┌──

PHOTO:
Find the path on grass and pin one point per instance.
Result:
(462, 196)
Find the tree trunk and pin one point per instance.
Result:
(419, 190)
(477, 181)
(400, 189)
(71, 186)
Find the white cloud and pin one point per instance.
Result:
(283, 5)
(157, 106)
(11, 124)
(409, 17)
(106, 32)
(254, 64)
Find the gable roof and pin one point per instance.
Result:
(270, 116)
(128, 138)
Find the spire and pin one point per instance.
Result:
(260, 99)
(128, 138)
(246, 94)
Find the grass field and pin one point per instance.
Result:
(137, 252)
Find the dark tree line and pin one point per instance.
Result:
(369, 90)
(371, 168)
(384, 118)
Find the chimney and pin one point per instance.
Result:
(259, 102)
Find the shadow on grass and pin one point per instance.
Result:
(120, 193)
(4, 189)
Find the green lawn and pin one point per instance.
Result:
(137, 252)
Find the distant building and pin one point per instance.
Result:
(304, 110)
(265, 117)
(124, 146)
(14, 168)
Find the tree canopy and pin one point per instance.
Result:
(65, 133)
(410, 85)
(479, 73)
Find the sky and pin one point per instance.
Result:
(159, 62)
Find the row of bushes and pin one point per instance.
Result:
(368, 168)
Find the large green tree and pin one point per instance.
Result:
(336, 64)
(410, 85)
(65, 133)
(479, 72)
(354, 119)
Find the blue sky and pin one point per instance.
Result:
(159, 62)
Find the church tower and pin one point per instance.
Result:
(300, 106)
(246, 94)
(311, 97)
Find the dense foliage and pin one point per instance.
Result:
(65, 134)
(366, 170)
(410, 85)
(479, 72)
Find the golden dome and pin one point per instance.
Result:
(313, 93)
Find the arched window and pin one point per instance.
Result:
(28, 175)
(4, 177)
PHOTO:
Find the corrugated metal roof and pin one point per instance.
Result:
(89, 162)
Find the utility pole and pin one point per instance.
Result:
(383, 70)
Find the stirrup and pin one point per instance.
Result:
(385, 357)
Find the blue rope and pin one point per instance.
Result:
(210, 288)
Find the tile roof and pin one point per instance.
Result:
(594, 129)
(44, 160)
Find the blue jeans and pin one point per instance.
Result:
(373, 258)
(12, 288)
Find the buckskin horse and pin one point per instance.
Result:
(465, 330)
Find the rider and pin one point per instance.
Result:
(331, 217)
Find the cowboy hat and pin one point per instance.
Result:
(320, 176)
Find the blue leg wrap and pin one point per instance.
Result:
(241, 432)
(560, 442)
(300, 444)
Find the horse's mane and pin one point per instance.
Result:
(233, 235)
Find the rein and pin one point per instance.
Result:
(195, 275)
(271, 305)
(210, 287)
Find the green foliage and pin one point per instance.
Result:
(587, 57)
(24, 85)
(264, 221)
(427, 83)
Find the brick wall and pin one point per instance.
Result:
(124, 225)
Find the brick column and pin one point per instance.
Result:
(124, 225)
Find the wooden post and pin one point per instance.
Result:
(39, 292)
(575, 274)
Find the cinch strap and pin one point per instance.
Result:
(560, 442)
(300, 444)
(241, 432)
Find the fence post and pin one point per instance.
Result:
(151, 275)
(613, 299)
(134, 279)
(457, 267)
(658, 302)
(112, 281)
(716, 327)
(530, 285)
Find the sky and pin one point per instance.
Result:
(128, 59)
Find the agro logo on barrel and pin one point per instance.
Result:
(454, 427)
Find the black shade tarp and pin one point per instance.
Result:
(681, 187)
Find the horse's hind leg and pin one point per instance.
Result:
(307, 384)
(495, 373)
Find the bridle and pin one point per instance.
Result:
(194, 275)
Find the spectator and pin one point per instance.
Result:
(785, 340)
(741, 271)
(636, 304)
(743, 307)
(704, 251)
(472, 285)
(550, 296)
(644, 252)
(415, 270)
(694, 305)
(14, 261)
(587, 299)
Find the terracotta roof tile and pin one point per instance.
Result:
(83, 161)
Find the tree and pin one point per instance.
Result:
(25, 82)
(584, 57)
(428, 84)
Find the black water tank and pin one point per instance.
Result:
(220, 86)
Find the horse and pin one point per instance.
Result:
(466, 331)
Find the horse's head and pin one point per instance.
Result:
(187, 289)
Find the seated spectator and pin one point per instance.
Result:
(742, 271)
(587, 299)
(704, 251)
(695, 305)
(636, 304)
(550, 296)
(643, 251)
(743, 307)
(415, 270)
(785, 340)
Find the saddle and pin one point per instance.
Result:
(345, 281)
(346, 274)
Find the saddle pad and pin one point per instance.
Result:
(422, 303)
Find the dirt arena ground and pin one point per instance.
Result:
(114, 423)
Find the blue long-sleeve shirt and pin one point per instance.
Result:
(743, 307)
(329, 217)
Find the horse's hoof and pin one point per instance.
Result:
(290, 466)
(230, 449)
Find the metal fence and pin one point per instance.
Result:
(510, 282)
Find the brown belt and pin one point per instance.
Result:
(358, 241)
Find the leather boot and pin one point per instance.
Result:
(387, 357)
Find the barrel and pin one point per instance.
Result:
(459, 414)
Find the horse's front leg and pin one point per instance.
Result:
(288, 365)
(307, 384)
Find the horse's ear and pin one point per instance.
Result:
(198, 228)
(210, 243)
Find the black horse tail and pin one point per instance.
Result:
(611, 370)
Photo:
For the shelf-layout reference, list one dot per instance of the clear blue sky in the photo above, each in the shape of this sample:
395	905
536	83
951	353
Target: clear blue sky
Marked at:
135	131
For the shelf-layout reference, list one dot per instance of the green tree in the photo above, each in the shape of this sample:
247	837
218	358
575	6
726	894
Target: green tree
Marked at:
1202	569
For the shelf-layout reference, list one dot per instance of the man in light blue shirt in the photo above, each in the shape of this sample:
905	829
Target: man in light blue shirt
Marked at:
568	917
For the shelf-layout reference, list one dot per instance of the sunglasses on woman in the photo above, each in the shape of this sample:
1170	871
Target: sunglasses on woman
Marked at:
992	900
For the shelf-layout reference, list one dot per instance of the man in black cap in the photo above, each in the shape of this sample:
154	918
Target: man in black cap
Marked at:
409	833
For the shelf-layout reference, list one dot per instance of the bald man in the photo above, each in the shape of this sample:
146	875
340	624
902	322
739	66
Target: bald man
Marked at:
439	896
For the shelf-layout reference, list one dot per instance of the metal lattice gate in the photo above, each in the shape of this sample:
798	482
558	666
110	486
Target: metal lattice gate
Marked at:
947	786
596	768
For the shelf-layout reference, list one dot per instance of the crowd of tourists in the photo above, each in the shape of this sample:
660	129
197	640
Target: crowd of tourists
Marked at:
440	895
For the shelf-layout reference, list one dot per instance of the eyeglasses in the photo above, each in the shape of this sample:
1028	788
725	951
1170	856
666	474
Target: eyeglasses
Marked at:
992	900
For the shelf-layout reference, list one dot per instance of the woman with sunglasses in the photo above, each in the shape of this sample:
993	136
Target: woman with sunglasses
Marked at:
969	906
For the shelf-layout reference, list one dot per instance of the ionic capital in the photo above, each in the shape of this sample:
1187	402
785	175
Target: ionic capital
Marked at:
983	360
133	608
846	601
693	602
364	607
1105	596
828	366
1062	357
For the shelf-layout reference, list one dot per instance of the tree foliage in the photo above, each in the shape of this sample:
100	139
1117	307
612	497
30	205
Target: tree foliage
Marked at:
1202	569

└──

*Task details:*
With nothing omitted, set down all of the records again.

*Solution for this task:*
PHOTO:
Find the path on grass and pin one point per instance.
Result:
(462, 196)
Find the tree trunk and pin one point per instance.
Result:
(419, 190)
(477, 181)
(400, 189)
(71, 186)
Find the white cloud and pin one point per instance.
Result:
(283, 5)
(157, 106)
(11, 124)
(409, 17)
(106, 32)
(254, 64)
Find the gable roof and pin one point per instance.
Result:
(270, 116)
(128, 138)
Find the spire and pin one point per instance.
Result:
(260, 99)
(128, 138)
(246, 94)
Find the grass field and pin one point per instance.
Result:
(137, 252)
Find the dark tree line and pin one point per instance.
Result:
(369, 90)
(371, 168)
(384, 118)
Find the chimney and pin one point per instance.
Result:
(259, 102)
Find the shadow on grass and pin one point per instance.
Result:
(120, 193)
(4, 189)
Find the green lawn and pin one point per instance.
Result:
(137, 252)
Find the distant building and pin one point per instance.
Result:
(304, 110)
(265, 117)
(124, 146)
(14, 168)
Find the tree canopy and pin one point per instance.
Result:
(65, 133)
(410, 85)
(479, 73)
Find the sky and pin one point per instance.
Result:
(159, 62)
Find the row of bushes and pin one point per instance.
Result:
(368, 168)
Find the large green tree and pin one point per instance.
Result:
(336, 64)
(410, 85)
(65, 133)
(479, 72)
(354, 119)
Find the blue sky and pin one point per instance.
Result:
(159, 62)
Find the church tower and pin one point per instance.
Result:
(300, 106)
(246, 94)
(311, 97)
Find the dense foliage and pin one point per instance.
Result:
(65, 134)
(366, 170)
(410, 85)
(479, 72)
Find the golden dome and pin one point per instance.
Result:
(313, 93)
Find the arched window and pin one point per instance.
Result:
(28, 175)
(4, 177)
PHOTO:
Find the corrugated metal roof and pin one point per instance.
Result:
(89, 162)
Find the utility pole and pin one point per instance.
Result:
(383, 70)
Find the stirrup and pin one point per instance.
Result:
(385, 357)
Find the blue rope and pin one point per instance.
Result:
(210, 288)
Find the tile roof and pin one point per instance.
Result:
(594, 129)
(44, 160)
Find the blue jeans and pin one point per instance.
Result:
(373, 258)
(12, 288)
Find the buckskin horse and pin one point per instance.
Result:
(465, 330)
Find the rider and pin one point per instance.
Result:
(331, 217)
Find the cowboy hat and pin one point per instance.
Result:
(320, 176)
Find the blue leg wrap and pin one point per instance.
Result:
(241, 432)
(560, 442)
(300, 444)
Find the horse's mane and pin one point per instance.
Result:
(233, 235)
Find the rein and pin one point per instance.
Result:
(195, 275)
(271, 305)
(210, 287)
Find the green foliage and pin one point per instance.
Result:
(587, 57)
(24, 85)
(264, 221)
(427, 83)
Find the brick wall and pin one point per instance.
Result:
(124, 225)
Find the brick column and pin one point per instance.
Result:
(124, 225)
Find the wooden post and pin one point per instance.
Result:
(39, 292)
(575, 274)
Find the cinch strap and pin one point per instance.
Result:
(560, 442)
(300, 444)
(241, 432)
Find the fence post and pin one point per instance.
Result:
(151, 275)
(613, 299)
(134, 279)
(457, 267)
(658, 302)
(112, 281)
(716, 327)
(530, 285)
Find the sky and pin one point per instance.
Result:
(128, 59)
Find the agro logo on barrel and pin one point per instance.
Result:
(454, 427)
Find the black shade tarp and pin one point per instance.
Result:
(681, 187)
Find the horse's hind leg and pin one point per instance.
Result:
(307, 384)
(495, 373)
Find the bridle and pin one point per instance.
Result:
(194, 275)
Find the spectator and pin one point per instance.
Result:
(785, 340)
(741, 271)
(636, 304)
(743, 307)
(704, 251)
(472, 285)
(550, 296)
(644, 252)
(415, 270)
(694, 305)
(14, 261)
(587, 299)
Find the terracotta roof tile and pin one point per instance.
Result:
(83, 161)
Find the tree and pin one point per instance.
Result:
(25, 82)
(584, 57)
(428, 84)
Find the black water tank and pin one point per instance.
Result:
(220, 86)
Find the horse and pin one point per instance.
Result:
(466, 331)
Find the horse's head and pin one point per instance.
Result:
(187, 289)
Find the seated spectator and pin one point per instance.
Result:
(742, 271)
(587, 299)
(704, 251)
(695, 305)
(636, 304)
(550, 296)
(643, 251)
(743, 307)
(415, 270)
(785, 340)
Find the saddle and pin one point per instance.
Result:
(345, 281)
(346, 274)
Find the saddle pad and pin one point per instance.
Result:
(422, 303)
Find the dirt arena ground and pin one point per instance.
Result:
(114, 423)
Find the blue long-sleeve shirt and pin one point per instance.
Result:
(743, 307)
(329, 217)
Find the horse's hoof and pin one point per instance.
Result:
(290, 466)
(230, 449)
Find the metal fence and pin one point per instance.
Result:
(510, 282)
Find the brown belt and pin one point per instance.
Result:
(358, 241)
Find the leather boot and pin one point per instance.
Result:
(387, 357)
Find the barrel and pin one point per instance.
Result:
(459, 414)
Find the horse's front leg and pin one point per instance.
Result:
(288, 365)
(307, 384)
Find the horse's ear and pin one point per instance.
Result:
(198, 228)
(210, 243)
Find the black horse tail and pin one point per instance.
Result:
(611, 370)
Photo:
For the shelf-layout reference, list one dot per instance of the clear blue sky in the photo above, each in the shape of this sample:
395	905
536	83
951	353
Target: clear blue sky
Marked at:
135	131
For the shelf-layout reference, list one dot per instance of the green tree in the photo above, each in the shape of this sample:
247	837
218	358
575	6
726	894
Target: green tree
Marked at:
1202	569
For the shelf-layout reference, list one dot per instance of the man in light blue shirt in the photo above, each in the shape of this sample:
905	829
Target: man in light blue shirt
Marked at:
568	917
For the shelf-layout reference, list one dot per instance of the sunglasses on woman in the photo above, each in the shape of this sample:
1170	871
Target: sunglasses on woman
Marked at:
992	900
For the shelf-layout reference, list one dot per instance of the man in black cap in the photo above, each in the shape of this sample:
154	918
Target: man in black cap
Marked at:
409	833
For the shelf-layout reference, list one dot per instance of the bald man in the photo above, each in the shape of this sample:
146	875
340	624
902	322
739	66
Target: bald man
Marked at:
439	896
For the shelf-layout reference, list one dot per instance of the metal lattice gate in the photo above, each in the shape of this sample:
798	482
558	666
110	486
Target: metal lattice gate
Marked at:
947	786
596	768
For the shelf-layout reference, list one dot per instance of the crowd of tourists in the photo above, each in the shape of this sample:
660	129
197	640
Target: crowd of tourists
Marked at:
440	895
For the shelf-layout reference, list one dot per instance of the eyeglasses in the photo above, each in the shape of this sample:
1028	788
725	951
1170	856
666	474
Target: eyeglasses
Marked at:
992	900
For the shelf-layout reference, list one dot per instance of the woman with sunglasses in the photo above, each in the shape of this sample:
993	136
Target: woman with sunglasses
Marked at:
969	906
For the shelf-layout reference, list one dot per instance of the ionic capital in the photo above, each in the shape of this sample:
1187	402
785	175
Target: ionic capital
Marked at:
983	360
133	608
846	601
693	602
364	607
1105	596
828	366
1062	357
For the shelf-layout reference, list one dot per instance of the tree foliage in the photo above, each in the shape of this sample:
100	139
1117	307
612	497
30	205
Target: tree foliage
Marked at:
1202	569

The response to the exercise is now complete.